**What is required**
Copy out every line below, requests included, from the line with "Please mark the spiral" through the last line. Shift each answer coordinate up by 65, and leave the numbers in the requests and their format samples unchanged.

[Collected data entries]
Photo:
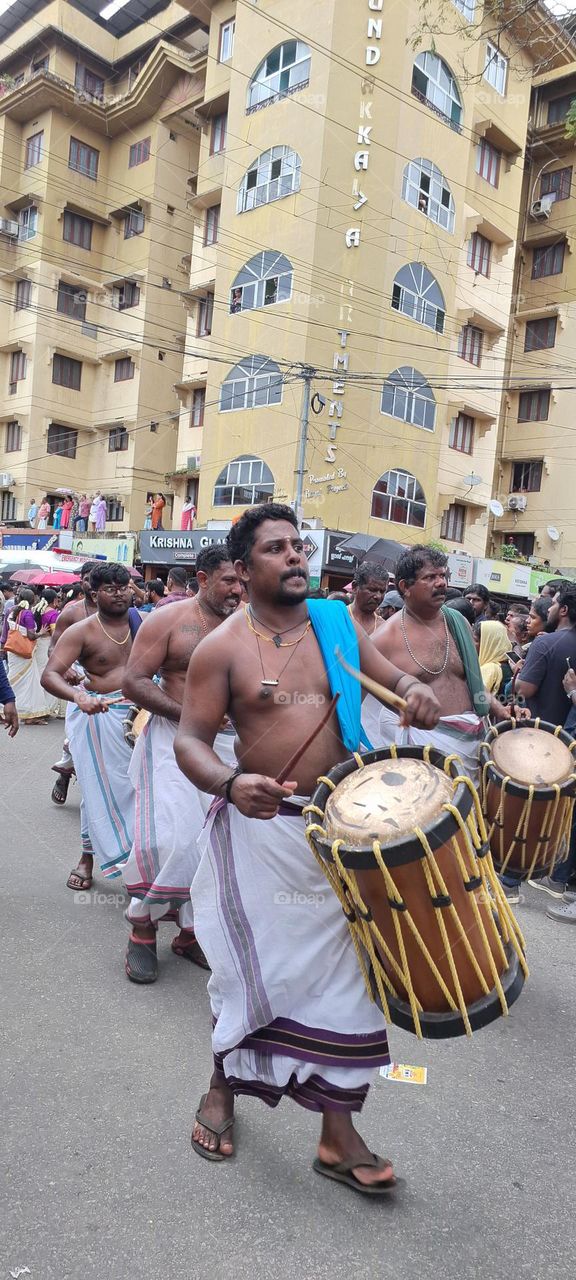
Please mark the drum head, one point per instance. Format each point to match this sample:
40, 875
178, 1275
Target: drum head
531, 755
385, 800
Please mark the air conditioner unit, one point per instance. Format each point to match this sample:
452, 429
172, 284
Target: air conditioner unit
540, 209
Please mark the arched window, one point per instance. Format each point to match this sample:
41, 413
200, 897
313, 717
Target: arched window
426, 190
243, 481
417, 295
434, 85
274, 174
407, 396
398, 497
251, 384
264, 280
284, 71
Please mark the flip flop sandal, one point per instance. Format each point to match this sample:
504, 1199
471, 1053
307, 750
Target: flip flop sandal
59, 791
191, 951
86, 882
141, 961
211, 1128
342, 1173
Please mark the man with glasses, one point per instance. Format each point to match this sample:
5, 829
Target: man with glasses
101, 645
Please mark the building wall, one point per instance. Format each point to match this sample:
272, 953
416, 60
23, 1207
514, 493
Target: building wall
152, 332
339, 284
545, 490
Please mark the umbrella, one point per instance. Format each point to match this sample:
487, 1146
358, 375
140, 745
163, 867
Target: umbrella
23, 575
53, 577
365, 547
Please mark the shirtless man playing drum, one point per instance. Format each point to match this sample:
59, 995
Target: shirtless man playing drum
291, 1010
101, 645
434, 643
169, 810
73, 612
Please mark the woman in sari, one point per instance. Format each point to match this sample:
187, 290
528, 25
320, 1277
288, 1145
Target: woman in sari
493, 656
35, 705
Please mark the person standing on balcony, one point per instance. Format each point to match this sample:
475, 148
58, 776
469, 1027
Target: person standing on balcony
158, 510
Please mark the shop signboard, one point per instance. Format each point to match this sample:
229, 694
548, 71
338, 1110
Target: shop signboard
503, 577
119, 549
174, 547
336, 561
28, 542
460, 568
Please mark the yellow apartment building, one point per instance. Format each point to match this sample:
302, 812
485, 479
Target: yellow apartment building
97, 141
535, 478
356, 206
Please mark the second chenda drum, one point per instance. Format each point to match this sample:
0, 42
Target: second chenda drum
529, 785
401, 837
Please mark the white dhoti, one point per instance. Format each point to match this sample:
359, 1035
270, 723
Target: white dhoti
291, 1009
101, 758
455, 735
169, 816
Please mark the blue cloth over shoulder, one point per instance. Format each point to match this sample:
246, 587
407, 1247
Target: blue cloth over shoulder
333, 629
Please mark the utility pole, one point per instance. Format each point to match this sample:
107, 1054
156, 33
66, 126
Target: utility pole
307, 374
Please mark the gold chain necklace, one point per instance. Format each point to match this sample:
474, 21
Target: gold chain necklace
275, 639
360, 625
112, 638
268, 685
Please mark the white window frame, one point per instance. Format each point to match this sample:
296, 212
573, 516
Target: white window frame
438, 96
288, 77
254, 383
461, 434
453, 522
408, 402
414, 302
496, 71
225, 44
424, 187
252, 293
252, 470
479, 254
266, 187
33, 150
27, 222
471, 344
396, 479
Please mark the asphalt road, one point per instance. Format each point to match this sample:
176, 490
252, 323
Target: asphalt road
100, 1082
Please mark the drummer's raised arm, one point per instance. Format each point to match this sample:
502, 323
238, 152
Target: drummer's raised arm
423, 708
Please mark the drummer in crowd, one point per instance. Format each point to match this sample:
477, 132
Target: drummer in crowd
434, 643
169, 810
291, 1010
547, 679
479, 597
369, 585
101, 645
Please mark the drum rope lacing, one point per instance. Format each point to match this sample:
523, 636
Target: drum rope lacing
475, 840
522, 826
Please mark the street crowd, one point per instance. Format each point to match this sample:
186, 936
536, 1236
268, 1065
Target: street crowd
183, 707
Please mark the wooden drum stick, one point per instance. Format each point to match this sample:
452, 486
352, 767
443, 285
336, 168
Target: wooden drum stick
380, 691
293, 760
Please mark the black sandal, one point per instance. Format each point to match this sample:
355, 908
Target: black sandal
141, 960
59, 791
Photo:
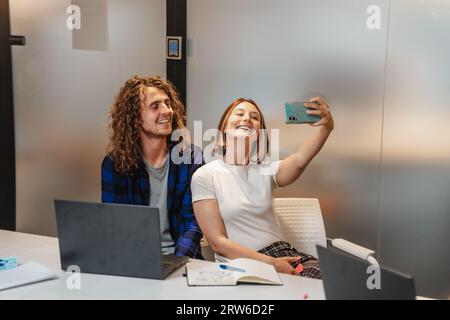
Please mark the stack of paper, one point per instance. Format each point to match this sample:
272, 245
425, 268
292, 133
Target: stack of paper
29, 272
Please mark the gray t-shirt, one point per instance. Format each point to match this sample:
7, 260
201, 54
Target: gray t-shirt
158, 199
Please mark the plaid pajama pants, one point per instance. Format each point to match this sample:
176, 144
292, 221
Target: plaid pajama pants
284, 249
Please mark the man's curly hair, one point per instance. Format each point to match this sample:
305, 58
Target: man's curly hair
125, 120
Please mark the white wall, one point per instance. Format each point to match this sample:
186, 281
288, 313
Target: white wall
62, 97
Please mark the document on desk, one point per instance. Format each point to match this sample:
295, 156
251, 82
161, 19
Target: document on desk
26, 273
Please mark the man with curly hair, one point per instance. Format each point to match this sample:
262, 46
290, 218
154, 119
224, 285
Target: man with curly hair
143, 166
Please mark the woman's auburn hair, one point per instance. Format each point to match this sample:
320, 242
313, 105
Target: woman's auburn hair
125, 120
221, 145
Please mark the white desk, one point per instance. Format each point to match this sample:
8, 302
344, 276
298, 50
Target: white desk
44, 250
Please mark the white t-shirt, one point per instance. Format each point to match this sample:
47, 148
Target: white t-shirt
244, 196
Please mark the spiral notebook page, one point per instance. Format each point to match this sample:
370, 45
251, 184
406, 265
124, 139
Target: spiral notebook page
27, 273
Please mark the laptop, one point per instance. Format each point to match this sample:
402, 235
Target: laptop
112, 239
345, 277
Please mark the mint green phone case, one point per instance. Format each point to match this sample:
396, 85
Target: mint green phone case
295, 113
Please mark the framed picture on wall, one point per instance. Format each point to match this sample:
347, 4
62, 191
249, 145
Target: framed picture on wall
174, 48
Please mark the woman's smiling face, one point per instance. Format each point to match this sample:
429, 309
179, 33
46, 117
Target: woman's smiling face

**Solved exercise**
Please mark the spiral notebook page, one point per instance. Format each point to match this sample:
370, 45
251, 184
406, 265
124, 139
Target: spiral notebook page
92, 338
Please mark the laptop, one point per instance. Format each point to match this sample:
402, 235
Target: laptop
177, 304
410, 342
Please mark the mint green phone case, one point per instance. Format each point to match this sample:
396, 85
Target: mint green phone case
360, 178
Please mark the framed picture on wall, one point per instance. Format each point to match this sample:
347, 4
62, 191
249, 145
Target: framed picture on wall
239, 113
Please mark the woman's smiling face, one point per instance. Format each point to match this sample:
429, 309
179, 33
46, 117
Target: woman's smiling face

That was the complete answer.